#### [PASSAGE]
(begin)

VIOLET & DAISY (2013, Cinedigm, R, $30) -- In this cock-eyed crime thriller, Saoirse Ronan and Alexis Bledel star as two ruthless assassins who meet their match in their latest target (James Gandolfini), a gentle soul who rattles the women with his willingness to die. As the pair try to decide what to do with Gandolfini, they polish off rival assassins, entertain existential dilemmas and consume large quantities of milk and cookies. First- time director Geoffrey Fletcher, who won an Oscar for scripting "Precious," can't sustain the Tarantino-esque mood for very long. The movie seems to run out of steam long before the last bullet flies. Extras: none.
PARADISE (2013, Image, PG-13, $28) -- For her directorial debut, Oscar-winning "Juno" scripter Diablo Cody concocts the unique saga of an evangelical Christian named Lamb (Julianne Hough) who, after surviving a plane crash, renounces her faith and heads to Las Vegas to live it up. No sooner does she hit the "The People's Republic of Bad Choices" than she hooks up with a casino bartender (Russell Brand) and a lounge singer (Octavia Spencer) who offer to show her the sights. It's loony premise that shouldn't work but does. The film suffers from too many voice-overs and an abrupt ending but Spencer's performance, in particular, is downright heavenly. Extras: featurette and Cody commentary.
THE TO DO LIST (2013, Sony, R, $30) -- On her quest to lose her virginity, class of '93 valedictorian Brandy Klark ("Park and Recreation's" Aubrey Plaza) gets herself into all kinds of dodgy situations, some funnier than others. Writer/director Maggie Carey seems intent on proving that gals can be as crude as guys but it's the quieter, more offbeat scenes between Brandy and her friends (Alia Shawkat, Sarah Steele) and slacker boss (Bill Hader) that make the film unique. Extras: gag reel, featurettes, deleted scenes and commentary by Hader and Carey.
PLANES (2013, Disney, G, $30) -- Even though the logo for this 'toon is almost identical to the one used for "Cars," this sorta- spinoff of "Cars" is not a Pixar film but rather a Disney vehicle that was originally meant as a straight-to-DVD release. Dane Cook voices the main character, a rickety crop-duster who longs to fly around the world with the aviation greats. Despite an overly familiar flight plan, this underdog saga maintains altitude thanks to a first-class cast, including Julia Louis-Dreyfus, John Cleese, Stacy Keach, Brad Garrett, Val Kilmer and Teri Hatcher. Extras: featurettes.
BREAKING THE GIRLS (2013, IFC, unrated, $27) -- While it probably includes one twist too many, this lesbian spin on "Strangers on a Train" is good, cheap fun. Busted for stealing at work, law student Sara (Agnes Bruckner) hooks up for a wild night out with rich girl Alex (Madeline Zima). The next morning, the pair joke about making a pact to kill each other's enemies, with Alex eventually following through with the plan. The pay-off is a bit of a disappointment but director Jamie Babbit keeps the film pulsing along with suspense and erotic tension. Extras: featurette.

(end)

#### [GIVEN INSTRUCTION]
Extend the DVD reviews above with one more entry written in the same format and tone.

#### [DATA PROVIDED]
(begin)

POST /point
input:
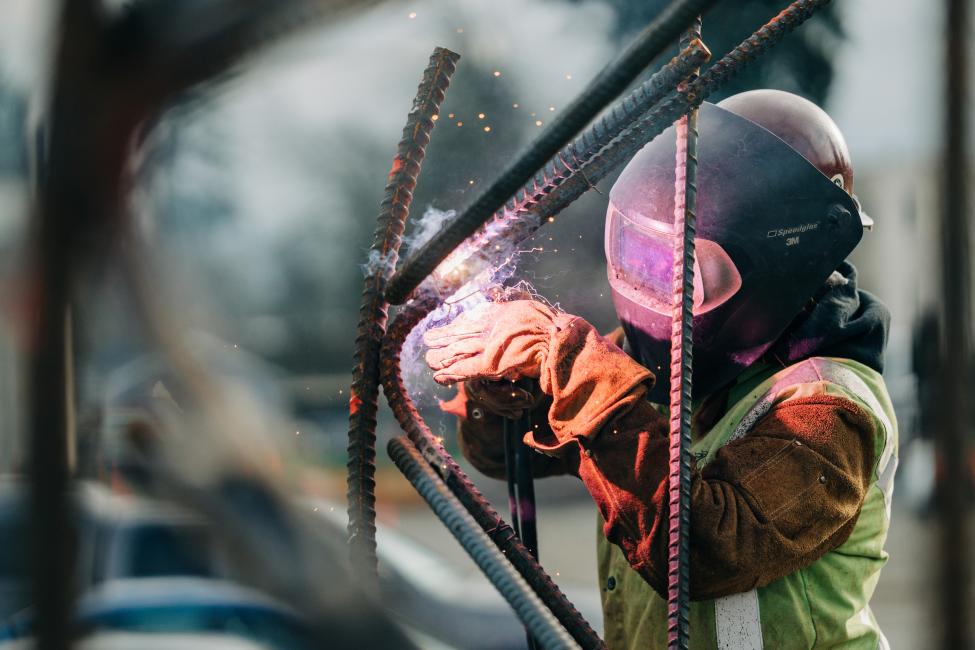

(end)

#### [RESULT FOR THIS TASK]
JFK: 50 YEAR COMMEMORATIVE ULTIMATE COLLECTOR'S EDITION (1991, Warner, R, $50) -- Oliver Stone's best film takes an everything-and- the-kitchen-sink approach to the JFK assassination, offering up conspiracy theories about LBJ, Fidel Castro, the Mob and a bunch of right-wing homosexuals led by the menacing Tommy Lee Jones. Kevin Costner stars as Jim Garrison, the New Orleans D.A. who attempts to prove that Lee Harvey Oswald did not act alone when he shot JFK. Extras: commentaries, deleted scenes, three documentaries about JFK and "PT 109" starring Cliff Robertson.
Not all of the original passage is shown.